Apply what you read:
[A] In the rabbit forum thread, on which day did Neville eat his first pellet after the wheat grass?
[B] Say whether each statement agrees with the rabbit forum thread. Answer yes or no for each, and quote the deciding words from the thread.
(i) The vet was willing to keep Jelly on antibiotics for as long as it took.
(ii) Gary no longer needs socks while in his normal space.
(iii) Becky ignored her pellets at breakfast.
[C] Pick up the rabbit forum thread after its last post and continue it.

Excerpted passage:
----------------------------------------
That's where we were with Jelly, but the vet didn't want to continue antibiotics that long if they didn't seem to work in a week. Therefore we didn't have much choice but to put her down as she was so miserable. I do think the key is keeping with antibiotics for a long while to totally eradicate the illness.


----------



## gmas rabbit (May 28, 2012)

Sounds like you are in for a long, long haul, but it does sound very hopeful. Hang in there.


----------



## MiniLopHop (May 28, 2012)

Thank you so much for your support. It means a lot to both of us. I tell Becky that she has lots of friends so she has to get better to amuse them with her cuteness 

As long as she's eating voluntarily then she's fighting and I will do everything possible to support her fight. It encourages me to know that Neville went through the same thing and was able to recover. I'm fightened for her, but I don't let her know. I just cheer her on with everything positive she does.


----------



## ZRabbits (May 28, 2012)

*MiniLopHop wrote: *


> Thank you so much for your support. It means a lot to both of us. I tell Becky that she has lots of friends so she has to get better to amuse them with her cuteness
> 
> As long as she's eating voluntarily then she's fighting and I will do everything possible to support her fight. It encourages me to know that Neville went through the same thing and was able to recover. I'm fightened for her, but I don't let her know. I just cheer her on with everything positive she does.


What you are doing now is exactly what I did for Neville. I know how frightened you are and how helpless you feel because you want to help them and fix them back to the sweet bunny they were before. I was right where you are now. He continually ate his hay but wouldn't touch his pellets. I thought that was a good sign. I was getting really worried by the third day with no pellets, but we gave him the wheat grass then, and by the 4th day, I was cheering when he ate his first pellet. 

Definitely as long as she's voluntarily eating, she is definitely fighting. Good for you for being strong, because she can feel it. Keep doing what you are doing with all that emotional support for Becky. And just take it one day at a time. 

Becky is in our thoughts.

K


----------



## ZRabbits (May 29, 2012)

Just checking in. How's Becky doing this morning? Hope all had a quiet, relaxing night and Becky's doing better. Holding her own. 

K


----------



## I_heart_Fraggles (May 29, 2012)

Yes Brandy how is Becky? Have you gotten a proper diagnoses yet or is it still up in the air?Is Gary being a good husbunny? Does he still have socks on hocks?


----------



## gmas rabbit (May 29, 2012)

Hey Becky how are you and Brandy doing. Are you still being a strong girl and fighting hard. Nose bonks from Derby, and hugs from me.


----------



## MiniLopHop (May 29, 2012)

I am happy to report that Becky is doing really well this morning. She was able to sit up to clean her face properly with both paws! As soon as I put the pellets down for breakfast she came right over and dug in, granted oats is quite the attractant.

Gary is being a wonderful husbunny, he is laying right next to her and keeping her face clean. His hocks are doing much better so he doesn't need to have socks on while in his normal space anymore because I have several blankets padding the floor. I do put his socks on when he runs around, but he is so sweet he hasn't wanted to leave Becky to play.
----------------------------------------
Provided records:
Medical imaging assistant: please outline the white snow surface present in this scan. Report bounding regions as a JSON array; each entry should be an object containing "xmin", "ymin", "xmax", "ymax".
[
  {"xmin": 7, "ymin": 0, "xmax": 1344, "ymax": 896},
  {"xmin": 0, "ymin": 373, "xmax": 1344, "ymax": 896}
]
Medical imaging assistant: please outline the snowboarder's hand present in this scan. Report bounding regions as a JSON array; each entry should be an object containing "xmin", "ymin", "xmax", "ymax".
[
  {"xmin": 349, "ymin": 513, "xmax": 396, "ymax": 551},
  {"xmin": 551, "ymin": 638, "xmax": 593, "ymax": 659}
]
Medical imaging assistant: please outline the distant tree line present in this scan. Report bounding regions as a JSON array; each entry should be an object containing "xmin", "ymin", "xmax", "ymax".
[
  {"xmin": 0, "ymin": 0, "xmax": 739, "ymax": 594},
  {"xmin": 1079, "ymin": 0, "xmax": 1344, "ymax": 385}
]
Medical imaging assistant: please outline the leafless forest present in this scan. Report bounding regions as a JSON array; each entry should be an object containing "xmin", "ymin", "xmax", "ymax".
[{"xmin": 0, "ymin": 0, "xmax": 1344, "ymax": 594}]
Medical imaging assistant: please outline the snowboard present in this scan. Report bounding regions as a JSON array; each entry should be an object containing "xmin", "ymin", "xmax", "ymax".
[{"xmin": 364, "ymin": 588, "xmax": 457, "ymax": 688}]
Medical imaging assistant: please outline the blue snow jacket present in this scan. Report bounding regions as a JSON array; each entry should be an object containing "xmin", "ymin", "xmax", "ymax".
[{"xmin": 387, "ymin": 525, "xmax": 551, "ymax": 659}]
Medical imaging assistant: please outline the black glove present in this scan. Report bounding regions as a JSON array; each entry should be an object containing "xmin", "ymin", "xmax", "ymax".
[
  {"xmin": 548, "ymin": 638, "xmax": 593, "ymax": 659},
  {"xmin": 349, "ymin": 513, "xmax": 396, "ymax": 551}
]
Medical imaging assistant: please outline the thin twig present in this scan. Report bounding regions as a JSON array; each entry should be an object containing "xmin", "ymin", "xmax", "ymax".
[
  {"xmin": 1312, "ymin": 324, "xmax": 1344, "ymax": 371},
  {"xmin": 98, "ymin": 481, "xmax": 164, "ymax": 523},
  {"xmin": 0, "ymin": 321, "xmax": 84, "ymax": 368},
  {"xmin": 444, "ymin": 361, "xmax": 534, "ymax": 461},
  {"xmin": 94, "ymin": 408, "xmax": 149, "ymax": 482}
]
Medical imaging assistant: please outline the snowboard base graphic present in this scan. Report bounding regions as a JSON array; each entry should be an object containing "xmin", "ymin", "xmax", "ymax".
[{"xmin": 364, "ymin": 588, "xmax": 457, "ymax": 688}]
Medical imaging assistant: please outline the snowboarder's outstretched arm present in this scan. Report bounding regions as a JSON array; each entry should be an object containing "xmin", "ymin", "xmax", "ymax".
----------------------------------------
Task responses:
[A] On the 4th day.

[B]
(i) No: "the vet didn't want to continue antibiotics that long if they didn't seem to work in a week"
(ii) Yes: "he doesn't need to have socks on while in his normal space anymore"
(iii) No: "As soon as I put the pellets down for breakfast she came right over and dug in"

[C]
The vet says it is impossible to tell if it is the baytril or panacur that's working, but we are covering our bases and doing both for two weeks. I'm thrilled that her fever is gone so she doesn't have to have the sub q fluids since she is drinking well on her own. At this point she doesn't seem to get dizzy unless I pick her up, so I administer her meds from the ground. I also have been giving her fresh lavender to eat because it is soothing and I think she sleeps better after snacking on it. At least I have a good supply of fresh this time of year that is in perfect bloom.

I hate leaving her home while I'm at work today, but Joshua promised to call if she starts to act unwell. He also promised to talk to her and give her pets a couple times during the day so she knows she wasn't abandoned. What a brave little girl, I'm sure she will pull through now.

*hugs and nose bonks to all our friends*


----------



## gmas rabbit (May 29, 2012)

That is great and encouraging news. We have all been praying for the little girl. Good for Gary, all of our mates should be like him.


----------



## ZRabbits (May 29, 2012)

You keep going Becky! And Gary, hats off toyou, youare an excellent husbunny! Your TLC is definitely helping her. 

K


----------



## MiniLopHop (May 29, 2012)

Another reason buns should marry for love rather than an arranged marriage. 

What shocked me was how concened Houdini was the first few days. He would pace back and forth along the fence watching her. Normally he just hops on by without paying much attention. He has taken to laying next to the fence rather than playing. I guess they really are making friends among the four of them. Well, Sophie doesn't really seem to care, but she's still new.


----------



## gmas rabbit (May 29, 2012)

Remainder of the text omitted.